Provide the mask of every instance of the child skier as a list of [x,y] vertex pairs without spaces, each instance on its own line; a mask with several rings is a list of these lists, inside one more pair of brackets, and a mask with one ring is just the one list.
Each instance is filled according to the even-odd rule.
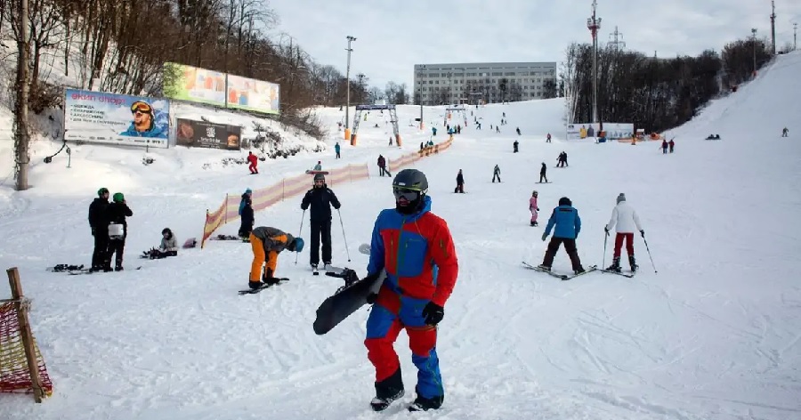
[[537,190],[531,193],[531,198],[529,198],[529,210],[531,212],[531,226],[538,226],[539,224],[537,222],[537,212],[539,211],[539,207],[537,206],[537,197],[539,194],[537,192]]

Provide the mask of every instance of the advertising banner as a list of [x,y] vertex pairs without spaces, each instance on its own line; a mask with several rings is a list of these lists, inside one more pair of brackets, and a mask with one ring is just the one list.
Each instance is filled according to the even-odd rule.
[[169,101],[66,89],[64,140],[166,148]]
[[241,127],[224,124],[177,119],[175,140],[179,146],[239,150]]
[[279,91],[274,83],[228,75],[228,108],[278,114]]
[[167,98],[225,106],[225,73],[167,62],[164,64]]

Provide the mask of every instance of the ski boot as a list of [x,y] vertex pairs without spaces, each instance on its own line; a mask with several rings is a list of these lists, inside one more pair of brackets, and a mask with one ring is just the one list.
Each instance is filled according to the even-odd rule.
[[428,411],[428,410],[435,410],[440,407],[442,407],[442,402],[445,400],[444,395],[440,395],[438,397],[433,398],[424,398],[420,396],[420,393],[417,393],[417,398],[415,399],[415,402],[411,403],[409,406],[409,411]]
[[402,381],[400,368],[398,368],[390,377],[376,383],[376,397],[370,401],[374,411],[384,411],[392,401],[403,397]]
[[628,255],[628,265],[631,266],[631,272],[637,272],[637,269],[640,268],[634,255]]
[[[629,260],[631,257],[629,257]],[[607,271],[620,272],[620,257],[612,258],[612,264],[606,268]]]

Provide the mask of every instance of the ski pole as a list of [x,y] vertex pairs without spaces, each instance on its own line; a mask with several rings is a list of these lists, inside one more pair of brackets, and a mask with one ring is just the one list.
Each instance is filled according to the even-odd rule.
[[653,267],[653,272],[657,272],[656,266],[653,265],[653,257],[651,256],[651,250],[648,249],[648,241],[645,240],[645,235],[643,235],[643,242],[645,242],[645,250],[648,251],[648,258],[651,258],[651,266]]
[[[300,238],[301,235],[303,234],[303,219],[306,218],[306,210],[303,210],[303,214],[301,214],[301,229],[297,231],[297,237]],[[300,253],[295,253],[295,265],[297,265],[297,257],[300,255]]]
[[348,237],[344,234],[344,223],[342,222],[342,213],[340,213],[339,209],[336,209],[336,214],[339,214],[339,225],[342,226],[342,238],[345,241],[345,253],[348,254],[348,262],[351,262],[351,251],[348,250]]
[[609,239],[609,230],[607,230],[606,235],[603,236],[603,258],[601,259],[601,270],[605,270],[604,265],[606,265],[606,239]]

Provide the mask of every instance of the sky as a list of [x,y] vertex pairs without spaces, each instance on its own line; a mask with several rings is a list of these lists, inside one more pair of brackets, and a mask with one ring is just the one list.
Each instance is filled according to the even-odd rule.
[[[369,84],[413,82],[415,64],[562,61],[571,42],[591,42],[591,0],[271,0],[279,24],[320,63],[344,74],[347,36],[355,36],[351,74]],[[629,50],[660,57],[720,51],[730,41],[770,36],[770,0],[601,0],[599,40],[615,27]],[[776,1],[781,49],[801,23],[801,2]]]

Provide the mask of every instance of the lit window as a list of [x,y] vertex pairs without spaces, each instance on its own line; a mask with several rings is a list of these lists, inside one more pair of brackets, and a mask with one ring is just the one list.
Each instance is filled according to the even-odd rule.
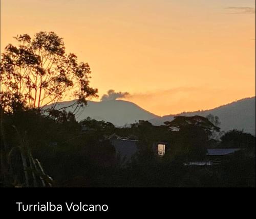
[[163,156],[165,153],[165,144],[159,144],[157,145],[157,154],[159,156]]

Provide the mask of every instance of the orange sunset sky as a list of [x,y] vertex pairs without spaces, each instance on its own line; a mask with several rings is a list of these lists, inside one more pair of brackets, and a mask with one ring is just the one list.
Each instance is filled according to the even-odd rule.
[[255,0],[1,3],[1,52],[17,34],[54,31],[100,96],[129,92],[163,115],[255,95]]

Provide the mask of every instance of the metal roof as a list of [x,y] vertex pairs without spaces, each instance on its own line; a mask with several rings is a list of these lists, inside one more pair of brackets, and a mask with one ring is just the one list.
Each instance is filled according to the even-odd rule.
[[207,155],[209,156],[223,156],[232,154],[241,150],[239,148],[207,149]]

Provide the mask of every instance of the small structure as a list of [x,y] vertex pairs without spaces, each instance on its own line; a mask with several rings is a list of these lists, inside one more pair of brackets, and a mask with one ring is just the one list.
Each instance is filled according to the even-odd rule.
[[138,141],[134,139],[134,136],[122,137],[113,134],[110,136],[104,137],[105,138],[110,140],[115,148],[116,155],[120,157],[124,164],[129,162],[138,151],[137,143]]

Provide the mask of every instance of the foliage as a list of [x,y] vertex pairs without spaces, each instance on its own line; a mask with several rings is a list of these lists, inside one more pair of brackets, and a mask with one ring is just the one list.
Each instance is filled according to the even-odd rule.
[[1,107],[13,112],[20,109],[41,109],[67,95],[76,103],[86,104],[97,96],[89,86],[91,69],[78,63],[72,53],[67,54],[64,42],[55,33],[40,32],[33,38],[28,34],[15,37],[17,45],[8,45],[2,54]]

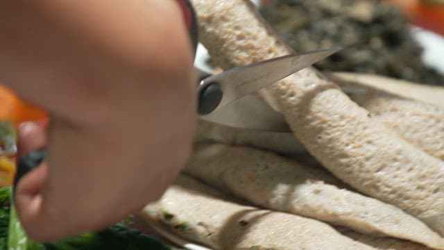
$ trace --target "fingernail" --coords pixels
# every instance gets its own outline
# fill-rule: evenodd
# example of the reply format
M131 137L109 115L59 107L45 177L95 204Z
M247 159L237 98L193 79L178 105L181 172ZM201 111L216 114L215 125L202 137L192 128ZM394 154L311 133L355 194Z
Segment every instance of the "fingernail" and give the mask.
M36 128L38 128L40 125L35 122L26 122L19 125L19 132L21 133L26 133L33 131Z

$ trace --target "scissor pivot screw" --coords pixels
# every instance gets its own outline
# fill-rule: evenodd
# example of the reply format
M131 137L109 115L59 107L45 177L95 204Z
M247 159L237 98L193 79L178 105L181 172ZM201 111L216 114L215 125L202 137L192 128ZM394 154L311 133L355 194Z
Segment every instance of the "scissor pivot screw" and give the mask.
M222 100L223 92L221 85L212 83L199 93L199 115L208 115L217 108Z

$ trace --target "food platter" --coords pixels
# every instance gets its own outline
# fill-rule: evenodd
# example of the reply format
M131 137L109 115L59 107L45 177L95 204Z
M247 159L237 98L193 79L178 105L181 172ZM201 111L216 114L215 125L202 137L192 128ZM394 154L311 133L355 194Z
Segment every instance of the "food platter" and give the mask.
M437 56L442 57L442 56L438 55L440 55L440 53L443 52L443 48L444 48L444 40L443 40L443 38L417 27L412 27L411 33L415 39L416 39L418 42L425 47L426 53L425 53L425 56L423 58L424 61L429 65L436 67L438 70L443 70L444 69L443 65L436 62L436 61L439 60L438 60L438 58ZM431 53L430 51L434 52ZM202 45L200 45L198 49L196 62L196 67L205 72L211 72L213 70L213 68L207 63L207 58L208 55L206 50ZM162 227L160 227L156 225L151 225L151 226L164 238L171 240L179 246L193 250L200 250L202 249L201 247L203 247L198 244L195 244L192 242L181 239ZM204 249L205 249L204 248Z

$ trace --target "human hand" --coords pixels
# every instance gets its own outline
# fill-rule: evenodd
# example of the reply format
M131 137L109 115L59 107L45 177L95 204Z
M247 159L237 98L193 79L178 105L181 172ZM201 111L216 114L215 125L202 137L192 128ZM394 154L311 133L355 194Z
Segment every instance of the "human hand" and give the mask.
M16 186L29 236L103 228L157 199L195 128L196 74L176 3L18 0L0 14L17 20L0 21L10 35L0 39L0 81L50 114L47 131L19 133L22 155L48 151Z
================================
Goal: Pull out each line of the material above that contains the string "food". Case counts.

Response below:
$ trace --target "food platter" --coords pixels
Segment every instance of the "food platter" and give the mask.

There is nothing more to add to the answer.